— BEGIN Material —
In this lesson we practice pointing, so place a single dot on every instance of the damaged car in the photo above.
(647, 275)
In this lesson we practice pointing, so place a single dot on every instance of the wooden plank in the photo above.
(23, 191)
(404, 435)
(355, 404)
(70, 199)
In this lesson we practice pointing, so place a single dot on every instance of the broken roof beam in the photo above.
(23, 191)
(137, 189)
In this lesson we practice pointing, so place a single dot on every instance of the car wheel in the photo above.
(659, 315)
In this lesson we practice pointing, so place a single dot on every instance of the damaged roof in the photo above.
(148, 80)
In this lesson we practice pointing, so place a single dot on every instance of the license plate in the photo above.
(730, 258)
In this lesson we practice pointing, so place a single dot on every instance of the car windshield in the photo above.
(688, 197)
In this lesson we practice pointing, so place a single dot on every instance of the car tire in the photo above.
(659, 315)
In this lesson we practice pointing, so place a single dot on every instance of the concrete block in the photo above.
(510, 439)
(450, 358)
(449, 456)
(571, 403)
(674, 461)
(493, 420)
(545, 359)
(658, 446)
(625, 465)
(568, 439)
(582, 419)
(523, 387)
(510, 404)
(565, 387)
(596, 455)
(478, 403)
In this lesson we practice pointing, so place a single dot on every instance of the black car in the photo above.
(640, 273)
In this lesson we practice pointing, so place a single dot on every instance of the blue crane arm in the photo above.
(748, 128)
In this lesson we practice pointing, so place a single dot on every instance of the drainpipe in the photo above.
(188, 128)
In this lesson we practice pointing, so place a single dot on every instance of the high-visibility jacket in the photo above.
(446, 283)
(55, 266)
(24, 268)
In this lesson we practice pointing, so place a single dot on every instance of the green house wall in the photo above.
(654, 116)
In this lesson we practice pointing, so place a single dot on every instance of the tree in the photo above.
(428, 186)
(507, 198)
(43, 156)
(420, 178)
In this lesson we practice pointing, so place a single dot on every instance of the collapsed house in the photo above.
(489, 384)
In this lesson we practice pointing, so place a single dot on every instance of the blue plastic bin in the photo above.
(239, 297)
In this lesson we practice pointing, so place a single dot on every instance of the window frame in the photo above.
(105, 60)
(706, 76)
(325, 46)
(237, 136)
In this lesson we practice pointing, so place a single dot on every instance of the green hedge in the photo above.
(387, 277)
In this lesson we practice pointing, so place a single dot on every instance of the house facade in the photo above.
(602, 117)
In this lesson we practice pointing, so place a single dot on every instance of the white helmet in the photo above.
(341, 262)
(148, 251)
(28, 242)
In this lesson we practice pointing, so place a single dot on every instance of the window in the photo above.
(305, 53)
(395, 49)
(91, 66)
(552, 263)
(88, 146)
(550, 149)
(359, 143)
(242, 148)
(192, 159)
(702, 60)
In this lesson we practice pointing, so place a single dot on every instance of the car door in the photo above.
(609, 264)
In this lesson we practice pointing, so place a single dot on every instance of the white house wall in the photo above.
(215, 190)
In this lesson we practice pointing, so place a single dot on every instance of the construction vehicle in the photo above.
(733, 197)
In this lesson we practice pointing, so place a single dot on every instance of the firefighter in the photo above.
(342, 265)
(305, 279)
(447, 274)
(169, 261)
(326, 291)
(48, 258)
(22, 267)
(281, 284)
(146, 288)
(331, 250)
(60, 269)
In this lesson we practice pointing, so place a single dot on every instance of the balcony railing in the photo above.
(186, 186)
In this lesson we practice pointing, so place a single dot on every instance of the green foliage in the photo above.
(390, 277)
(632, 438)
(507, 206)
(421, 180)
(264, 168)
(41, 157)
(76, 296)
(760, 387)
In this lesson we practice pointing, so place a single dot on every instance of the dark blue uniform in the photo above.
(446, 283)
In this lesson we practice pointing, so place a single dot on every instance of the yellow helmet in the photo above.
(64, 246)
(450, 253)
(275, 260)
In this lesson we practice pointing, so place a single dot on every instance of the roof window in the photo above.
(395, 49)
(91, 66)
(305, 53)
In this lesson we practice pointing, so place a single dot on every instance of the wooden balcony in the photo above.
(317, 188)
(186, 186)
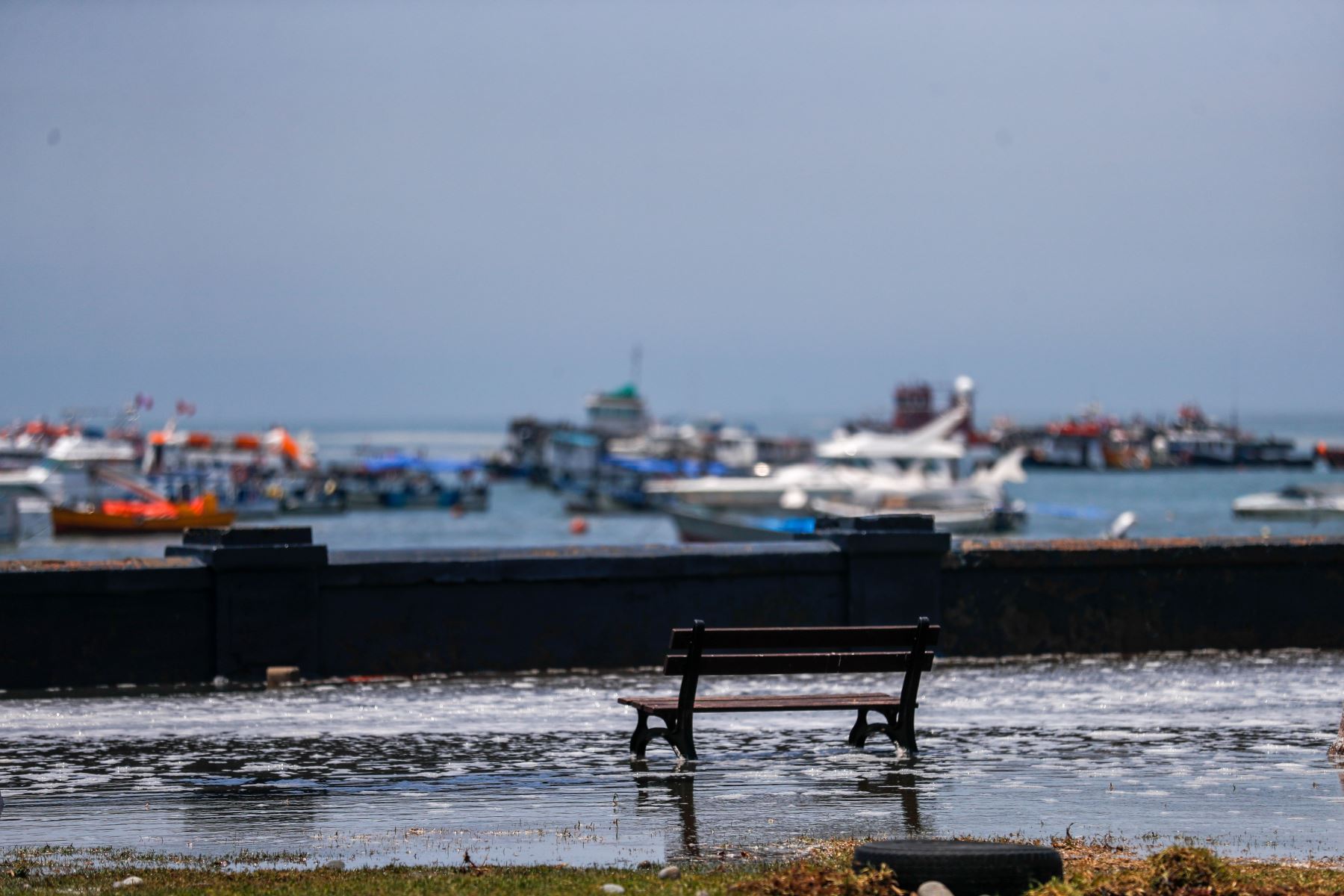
— END Material —
Problem requirements: Reproduce all of the data above word for word, omitting the pictures.

Result:
In this lesson we practice pointing, so place a single dot on every instance of the damaged car in the photo above.
(647, 275)
In this lesson we practice pointing, so place a single dot on every instance of the wooden plank in the photo above.
(23, 191)
(404, 435)
(355, 404)
(70, 199)
In this lesson we practice pointing, so place a single dot on every instance of the broken roof beam in the photo above.
(23, 191)
(137, 189)
In this lesson we practice pointing, so place a single dot on every instance of the car wheel in the photo above.
(659, 315)
In this lesson we practice pointing, so place a single dot on every instance of the damaged roof in the photo above.
(148, 80)
In this lesson we practice pointing, so place a single dot on every instance of the license plate in the photo above.
(730, 258)
In this lesson we practice pointing, so place a single dot on every instance of the car windshield in the photo above.
(688, 197)
In this lesson we practice pointing, so place a single dot on every instance of the car tire in the photo above.
(659, 315)
In this lesson we practice pointing, so place a single dot on every instance of the concrete block in the photo above.
(510, 439)
(450, 358)
(449, 456)
(571, 403)
(674, 461)
(493, 420)
(545, 359)
(658, 446)
(625, 465)
(568, 439)
(582, 419)
(523, 387)
(510, 404)
(565, 387)
(596, 455)
(478, 403)
In this lesson we practice pointing, so place a single dot on every instance of the black car in the photo above.
(640, 273)
In this lesson we practice pointing, so place a single dot on every instance of the blue crane arm in the photo above.
(748, 128)
In this lesson we practice pointing, so place a single dot on every instance of the drainpipe in the photo above.
(188, 128)
In this lesson we practice pointing, so place a single dot on every instance of the high-visibility jacket in the photo above.
(446, 283)
(55, 266)
(24, 268)
In this lesson we practice pointing, so place a single dot on every instance of the green house wall in the photo above.
(654, 116)
In this lesson we practice pointing, so place a single dot on every instance of the tree in the photo above.
(428, 186)
(507, 198)
(43, 156)
(420, 178)
In this lesson we practice pointing, so place a single dot on every instance of the collapsed house in the photo above.
(489, 384)
In this lesson we practice pointing, so place a single dot on every instance of the blue plastic bin in the photo above.
(239, 297)
In this lesson we practice pointing, so place a single dot on every instance of the window frame in the photo above.
(105, 60)
(706, 76)
(325, 46)
(237, 136)
In this lesson we practice pointing, so place a single dot on every instance of the green hedge in the photo above.
(387, 277)
In this lesson we practice pointing, so place a single dot on every instance of the house facade in the photo above.
(602, 117)
In this lesson we practice pointing, so place a single dot on every instance of the white helmet in the photo above.
(341, 262)
(148, 251)
(28, 242)
In this lesson we practice pointing, so place a single dot on every instance of the window in the photo above.
(305, 53)
(395, 49)
(91, 66)
(552, 263)
(88, 146)
(550, 149)
(359, 143)
(242, 148)
(192, 159)
(702, 60)
In this lesson we practice pointing, so place a single dot on every instance of the car door in the photo above.
(609, 264)
In this lesson we practice pointing, so place a single dot on every instance of the white house wall in the photo above.
(215, 190)
In this lesson we practice pointing, so place a single dot on every instance of the construction vehicle in the photo above.
(733, 197)
In this lesson we practice pointing, so place a single dot on every instance of the firefighter in the photo above.
(342, 265)
(305, 279)
(447, 274)
(169, 261)
(326, 291)
(48, 258)
(22, 267)
(281, 284)
(146, 288)
(331, 250)
(60, 269)
In this lesson we practice pointing, so place a single dot on every instance of the balcony railing in the photo above.
(186, 186)
In this lesson we practice pointing, so place a single dot on every instance of the green foliage in the photo above.
(390, 277)
(632, 438)
(507, 206)
(421, 180)
(264, 168)
(41, 157)
(76, 296)
(760, 387)
In this lesson we practice pointing, so place a single dot on every instance of the dark blue uniform in the photo above.
(446, 283)
In this lesson we practice pointing, so place a single dot on every instance of the yellow helmet in the photo above.
(64, 246)
(450, 253)
(275, 260)
In this lesson we practice pointing, so place a single dot on every instance of the roof window in the photo above.
(395, 49)
(91, 66)
(305, 53)
In this lesson we practice pointing, so place a single dot on every instance of the wooden balcony in the photo above.
(317, 188)
(186, 186)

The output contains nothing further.